De normgevoelige rechtvaardigheidstheorie
Nieuws, Wereld, Politiek, Democratie, Tmd -

De normgevoelige rechtvaardigheidstheorie

De normgevoelige rechtvaardigheidstheorie stelt dat als we een rechtvaardige verdeling van economische welvaart willen bereiken, we niet enkel naar de onderkant mogen kijken. De processen hogerop de welvaartsverdeling, met name het verschuiven van welvaartsnormen, beïnvloeden ons allemaal. Als samenleving hebben we dan ook de verantwoordelijkheid om met deze effecten rekening te houden.

donderdag 14 juni 2012 10:10
Spread the love

In deze bijdrage zet Stijn Rottiers bondig de kernlijnen van de normgevoelige rechtvaardigheidstheorie uiteen. Hij werkte deze theorie uit in zijn doctoraatsscriptie waarop hij vorige maand promoveerde.

▸ **GEGEVENSFRAGMENTEN**:
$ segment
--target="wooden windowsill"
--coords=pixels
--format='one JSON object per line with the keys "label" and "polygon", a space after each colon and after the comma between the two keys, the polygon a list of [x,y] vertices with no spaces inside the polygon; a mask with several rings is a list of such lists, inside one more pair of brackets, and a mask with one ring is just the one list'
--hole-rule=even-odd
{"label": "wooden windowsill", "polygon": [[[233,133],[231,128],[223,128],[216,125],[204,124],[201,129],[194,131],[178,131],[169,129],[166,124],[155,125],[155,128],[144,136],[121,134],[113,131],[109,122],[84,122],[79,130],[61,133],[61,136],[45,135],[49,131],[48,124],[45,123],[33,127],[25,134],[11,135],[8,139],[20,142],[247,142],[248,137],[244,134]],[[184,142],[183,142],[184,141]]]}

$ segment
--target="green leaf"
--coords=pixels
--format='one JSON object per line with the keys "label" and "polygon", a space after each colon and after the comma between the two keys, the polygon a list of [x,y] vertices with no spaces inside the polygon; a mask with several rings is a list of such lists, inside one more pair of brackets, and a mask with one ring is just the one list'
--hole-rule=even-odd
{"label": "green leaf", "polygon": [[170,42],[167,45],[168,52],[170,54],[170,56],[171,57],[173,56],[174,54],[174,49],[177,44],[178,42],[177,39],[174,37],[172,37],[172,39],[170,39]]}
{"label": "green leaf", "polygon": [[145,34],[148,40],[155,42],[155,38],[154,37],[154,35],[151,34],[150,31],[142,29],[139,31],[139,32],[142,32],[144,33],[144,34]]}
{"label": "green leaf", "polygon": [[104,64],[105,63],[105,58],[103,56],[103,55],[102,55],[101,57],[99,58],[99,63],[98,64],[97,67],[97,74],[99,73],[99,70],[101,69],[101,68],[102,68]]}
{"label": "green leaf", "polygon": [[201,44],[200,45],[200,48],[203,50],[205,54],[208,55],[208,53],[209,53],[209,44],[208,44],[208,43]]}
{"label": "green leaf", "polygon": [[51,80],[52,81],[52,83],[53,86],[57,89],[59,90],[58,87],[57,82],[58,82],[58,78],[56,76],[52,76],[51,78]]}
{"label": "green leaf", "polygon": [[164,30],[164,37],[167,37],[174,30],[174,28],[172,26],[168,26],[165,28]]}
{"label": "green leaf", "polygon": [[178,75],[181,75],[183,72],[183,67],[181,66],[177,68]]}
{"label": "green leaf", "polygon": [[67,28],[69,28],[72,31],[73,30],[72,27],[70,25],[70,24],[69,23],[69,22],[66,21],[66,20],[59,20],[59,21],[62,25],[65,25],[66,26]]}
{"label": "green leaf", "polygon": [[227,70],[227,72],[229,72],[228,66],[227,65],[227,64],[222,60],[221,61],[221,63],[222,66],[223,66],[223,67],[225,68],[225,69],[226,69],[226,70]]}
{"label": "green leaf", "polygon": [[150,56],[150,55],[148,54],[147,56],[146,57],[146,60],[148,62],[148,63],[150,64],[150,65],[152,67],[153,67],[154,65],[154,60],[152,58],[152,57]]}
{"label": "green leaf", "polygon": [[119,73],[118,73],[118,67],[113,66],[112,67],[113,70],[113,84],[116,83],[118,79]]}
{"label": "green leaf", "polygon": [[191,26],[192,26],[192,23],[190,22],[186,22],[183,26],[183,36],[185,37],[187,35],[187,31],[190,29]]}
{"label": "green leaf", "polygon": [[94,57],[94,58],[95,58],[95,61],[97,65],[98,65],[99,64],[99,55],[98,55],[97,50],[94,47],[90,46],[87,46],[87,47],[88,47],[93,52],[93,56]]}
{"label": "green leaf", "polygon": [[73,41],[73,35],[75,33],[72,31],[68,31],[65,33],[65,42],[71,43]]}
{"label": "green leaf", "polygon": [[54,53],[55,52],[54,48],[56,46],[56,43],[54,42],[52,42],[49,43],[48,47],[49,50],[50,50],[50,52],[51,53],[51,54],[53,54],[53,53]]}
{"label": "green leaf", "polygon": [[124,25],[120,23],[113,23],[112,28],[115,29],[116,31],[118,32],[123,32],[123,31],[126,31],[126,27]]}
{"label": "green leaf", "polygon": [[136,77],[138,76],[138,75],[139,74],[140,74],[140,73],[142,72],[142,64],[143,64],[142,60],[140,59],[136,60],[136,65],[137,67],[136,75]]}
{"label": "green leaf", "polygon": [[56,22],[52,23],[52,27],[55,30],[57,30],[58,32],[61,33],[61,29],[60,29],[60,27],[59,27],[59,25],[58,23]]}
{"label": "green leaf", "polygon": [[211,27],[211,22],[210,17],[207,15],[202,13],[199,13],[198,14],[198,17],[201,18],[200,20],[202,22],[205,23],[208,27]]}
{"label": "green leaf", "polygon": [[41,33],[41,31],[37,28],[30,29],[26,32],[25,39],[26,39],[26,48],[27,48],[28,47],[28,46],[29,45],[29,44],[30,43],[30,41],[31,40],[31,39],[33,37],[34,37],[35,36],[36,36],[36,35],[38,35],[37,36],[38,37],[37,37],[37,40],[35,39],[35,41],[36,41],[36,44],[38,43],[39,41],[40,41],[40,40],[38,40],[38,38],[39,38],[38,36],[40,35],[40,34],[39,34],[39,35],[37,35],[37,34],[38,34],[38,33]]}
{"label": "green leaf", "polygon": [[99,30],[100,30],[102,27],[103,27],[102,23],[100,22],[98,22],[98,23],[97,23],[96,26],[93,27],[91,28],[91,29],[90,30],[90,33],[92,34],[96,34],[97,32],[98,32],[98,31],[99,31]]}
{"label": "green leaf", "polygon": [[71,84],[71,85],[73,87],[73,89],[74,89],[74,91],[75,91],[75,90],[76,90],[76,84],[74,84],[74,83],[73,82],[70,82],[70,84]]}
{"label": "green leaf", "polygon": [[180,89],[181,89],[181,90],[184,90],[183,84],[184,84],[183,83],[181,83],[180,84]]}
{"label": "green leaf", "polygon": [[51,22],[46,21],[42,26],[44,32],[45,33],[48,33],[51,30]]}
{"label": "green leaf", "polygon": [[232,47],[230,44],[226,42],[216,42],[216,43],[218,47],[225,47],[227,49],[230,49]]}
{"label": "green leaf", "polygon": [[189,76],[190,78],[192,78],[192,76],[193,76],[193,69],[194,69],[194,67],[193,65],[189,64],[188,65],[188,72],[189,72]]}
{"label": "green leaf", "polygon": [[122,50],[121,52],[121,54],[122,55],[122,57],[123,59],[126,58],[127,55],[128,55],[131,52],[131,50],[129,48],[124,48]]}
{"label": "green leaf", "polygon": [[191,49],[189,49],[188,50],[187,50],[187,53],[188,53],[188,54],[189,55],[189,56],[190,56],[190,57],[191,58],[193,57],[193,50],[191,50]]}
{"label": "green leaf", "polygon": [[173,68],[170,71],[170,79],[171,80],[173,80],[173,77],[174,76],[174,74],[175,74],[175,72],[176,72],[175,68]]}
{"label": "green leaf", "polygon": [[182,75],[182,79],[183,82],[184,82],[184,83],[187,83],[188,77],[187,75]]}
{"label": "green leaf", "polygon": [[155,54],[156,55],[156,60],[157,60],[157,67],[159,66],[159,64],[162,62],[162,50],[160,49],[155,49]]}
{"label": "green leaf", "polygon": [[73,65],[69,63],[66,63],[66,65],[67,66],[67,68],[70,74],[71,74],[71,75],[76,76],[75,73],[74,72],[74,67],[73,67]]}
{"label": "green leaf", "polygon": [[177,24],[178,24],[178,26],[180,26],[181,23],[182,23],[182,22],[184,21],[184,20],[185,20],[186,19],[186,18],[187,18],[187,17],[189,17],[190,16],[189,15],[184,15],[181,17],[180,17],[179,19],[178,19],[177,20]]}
---
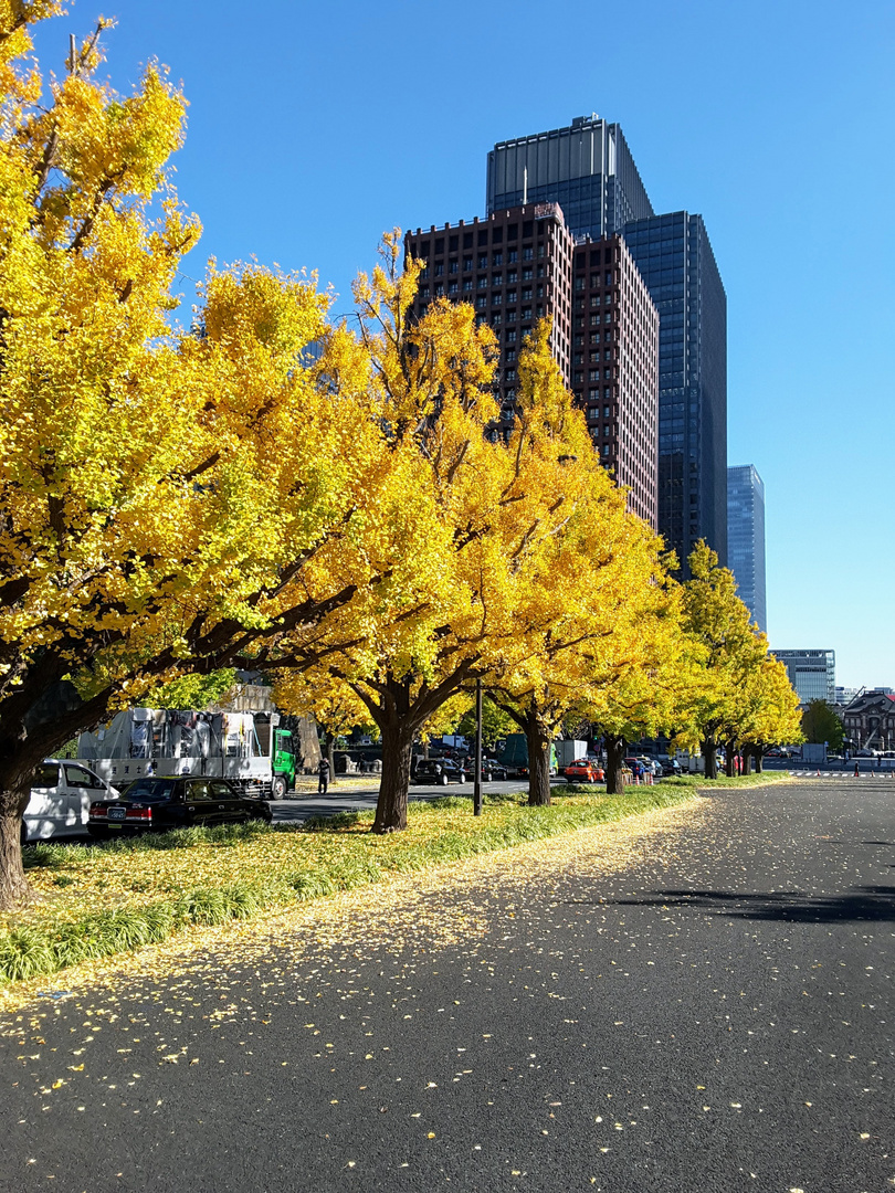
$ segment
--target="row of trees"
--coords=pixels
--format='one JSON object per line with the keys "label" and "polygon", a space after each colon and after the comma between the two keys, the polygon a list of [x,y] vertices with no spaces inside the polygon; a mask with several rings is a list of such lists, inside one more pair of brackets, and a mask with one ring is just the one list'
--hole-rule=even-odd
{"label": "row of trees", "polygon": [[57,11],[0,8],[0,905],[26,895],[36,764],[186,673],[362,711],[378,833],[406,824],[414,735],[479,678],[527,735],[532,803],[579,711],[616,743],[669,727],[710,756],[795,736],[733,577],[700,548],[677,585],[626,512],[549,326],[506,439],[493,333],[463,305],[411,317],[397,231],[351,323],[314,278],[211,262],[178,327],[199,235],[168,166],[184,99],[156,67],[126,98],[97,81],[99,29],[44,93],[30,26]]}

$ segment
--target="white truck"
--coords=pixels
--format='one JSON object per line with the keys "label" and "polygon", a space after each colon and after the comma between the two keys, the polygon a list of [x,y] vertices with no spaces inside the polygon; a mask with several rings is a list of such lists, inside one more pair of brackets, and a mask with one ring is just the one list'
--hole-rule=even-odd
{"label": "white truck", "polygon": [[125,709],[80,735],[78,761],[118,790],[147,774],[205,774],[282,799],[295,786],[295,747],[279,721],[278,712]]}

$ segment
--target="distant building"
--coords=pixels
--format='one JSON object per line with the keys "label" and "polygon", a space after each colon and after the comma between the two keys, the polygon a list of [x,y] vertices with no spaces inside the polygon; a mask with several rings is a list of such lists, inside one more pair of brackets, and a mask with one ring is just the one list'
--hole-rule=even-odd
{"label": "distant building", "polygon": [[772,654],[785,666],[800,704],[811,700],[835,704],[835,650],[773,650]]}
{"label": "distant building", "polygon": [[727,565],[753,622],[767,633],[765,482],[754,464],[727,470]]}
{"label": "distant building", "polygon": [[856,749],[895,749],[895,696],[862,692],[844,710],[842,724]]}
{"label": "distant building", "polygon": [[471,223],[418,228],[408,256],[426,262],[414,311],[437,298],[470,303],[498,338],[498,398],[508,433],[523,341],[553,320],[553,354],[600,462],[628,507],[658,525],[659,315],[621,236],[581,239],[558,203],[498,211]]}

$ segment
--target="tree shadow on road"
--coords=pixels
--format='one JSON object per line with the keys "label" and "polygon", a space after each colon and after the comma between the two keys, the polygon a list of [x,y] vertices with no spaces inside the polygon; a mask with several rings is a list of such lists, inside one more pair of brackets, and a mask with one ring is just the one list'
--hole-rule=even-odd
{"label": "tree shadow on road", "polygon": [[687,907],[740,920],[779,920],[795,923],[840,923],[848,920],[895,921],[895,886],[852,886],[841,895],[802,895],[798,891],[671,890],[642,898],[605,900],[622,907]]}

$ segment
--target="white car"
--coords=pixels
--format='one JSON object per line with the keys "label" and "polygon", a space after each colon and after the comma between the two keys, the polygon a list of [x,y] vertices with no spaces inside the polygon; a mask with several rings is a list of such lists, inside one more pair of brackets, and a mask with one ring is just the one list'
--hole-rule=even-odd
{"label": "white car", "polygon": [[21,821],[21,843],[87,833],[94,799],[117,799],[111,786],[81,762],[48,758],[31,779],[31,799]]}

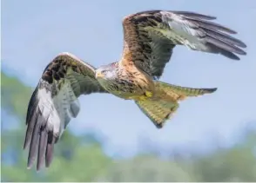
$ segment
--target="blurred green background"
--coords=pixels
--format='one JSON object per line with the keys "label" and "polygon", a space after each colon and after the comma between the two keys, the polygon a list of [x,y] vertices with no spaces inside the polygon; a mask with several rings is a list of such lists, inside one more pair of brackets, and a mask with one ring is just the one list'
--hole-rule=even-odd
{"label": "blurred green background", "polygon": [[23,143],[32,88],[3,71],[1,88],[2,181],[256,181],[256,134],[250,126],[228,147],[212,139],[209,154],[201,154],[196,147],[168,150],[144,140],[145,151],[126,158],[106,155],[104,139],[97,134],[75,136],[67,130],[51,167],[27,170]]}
==
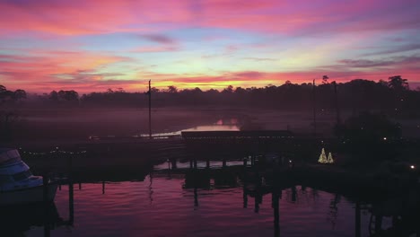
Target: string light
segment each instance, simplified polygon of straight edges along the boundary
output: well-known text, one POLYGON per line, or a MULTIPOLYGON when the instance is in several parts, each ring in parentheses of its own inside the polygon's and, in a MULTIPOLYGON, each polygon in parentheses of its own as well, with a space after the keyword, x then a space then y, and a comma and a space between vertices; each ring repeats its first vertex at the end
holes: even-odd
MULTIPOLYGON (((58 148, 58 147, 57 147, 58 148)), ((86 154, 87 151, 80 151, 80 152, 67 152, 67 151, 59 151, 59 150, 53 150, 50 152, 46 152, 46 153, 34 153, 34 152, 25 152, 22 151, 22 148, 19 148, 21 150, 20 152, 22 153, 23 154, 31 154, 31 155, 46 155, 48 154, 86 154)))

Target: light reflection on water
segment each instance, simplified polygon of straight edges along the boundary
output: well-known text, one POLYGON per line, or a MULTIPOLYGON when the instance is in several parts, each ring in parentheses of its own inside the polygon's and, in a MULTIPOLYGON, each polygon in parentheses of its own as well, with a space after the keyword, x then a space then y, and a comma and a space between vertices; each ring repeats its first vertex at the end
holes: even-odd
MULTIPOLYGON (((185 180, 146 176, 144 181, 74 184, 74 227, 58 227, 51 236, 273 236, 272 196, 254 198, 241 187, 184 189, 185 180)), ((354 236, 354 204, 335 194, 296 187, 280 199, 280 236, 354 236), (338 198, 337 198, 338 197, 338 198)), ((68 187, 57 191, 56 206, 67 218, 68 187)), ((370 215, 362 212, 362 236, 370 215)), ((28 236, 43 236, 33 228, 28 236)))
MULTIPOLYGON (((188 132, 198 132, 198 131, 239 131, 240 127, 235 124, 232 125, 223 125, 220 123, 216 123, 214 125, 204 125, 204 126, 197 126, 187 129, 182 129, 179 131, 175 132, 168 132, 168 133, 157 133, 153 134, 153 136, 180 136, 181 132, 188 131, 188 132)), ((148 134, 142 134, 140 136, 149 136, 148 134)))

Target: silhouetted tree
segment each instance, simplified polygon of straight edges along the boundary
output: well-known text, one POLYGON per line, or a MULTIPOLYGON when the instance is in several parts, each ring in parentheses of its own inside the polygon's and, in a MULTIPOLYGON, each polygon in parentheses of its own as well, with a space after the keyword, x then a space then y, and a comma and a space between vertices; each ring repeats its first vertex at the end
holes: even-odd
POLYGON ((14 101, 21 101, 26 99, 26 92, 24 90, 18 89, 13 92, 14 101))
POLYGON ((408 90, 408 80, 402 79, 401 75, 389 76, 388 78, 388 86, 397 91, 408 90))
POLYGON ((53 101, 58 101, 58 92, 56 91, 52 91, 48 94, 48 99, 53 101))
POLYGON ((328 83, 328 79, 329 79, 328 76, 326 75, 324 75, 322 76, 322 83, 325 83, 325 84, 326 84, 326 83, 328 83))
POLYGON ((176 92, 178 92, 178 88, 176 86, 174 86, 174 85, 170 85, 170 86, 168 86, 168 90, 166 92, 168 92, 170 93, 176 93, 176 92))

▸ **GEGEVEN OPDRACHT**:
Herhaal het volledige fragment over de normgevoelige rechtvaardigheidstheorie woord voor woord, zonder iets weg te laten of te wijzigen.

▸ **RESULTAAT OPDRACHT**:
De normgevoelige rechtvaardigheidstheorie
Nieuws, Wereld, Politiek, Democratie, Tmd -

De normgevoelige rechtvaardigheidstheorie

De normgevoelige rechtvaardigheidstheorie stelt dat als we een rechtvaardige verdeling van economische welvaart willen bereiken, we niet enkel naar de onderkant mogen kijken. De processen hogerop de welvaartsverdeling, met name het verschuiven van welvaartsnormen, beïnvloeden ons allemaal. Als samenleving hebben we dan ook de verantwoordelijkheid om met deze effecten rekening te houden.

donderdag 14 juni 2012 10:10
Spread the love

In deze bijdrage zet Stijn Rottiers bondig de kernlijnen van de normgevoelige rechtvaardigheidstheorie uiteen. Hij werkte deze theorie uit in zijn doctoraatsscriptie waarop hij vorige maand promoveerde.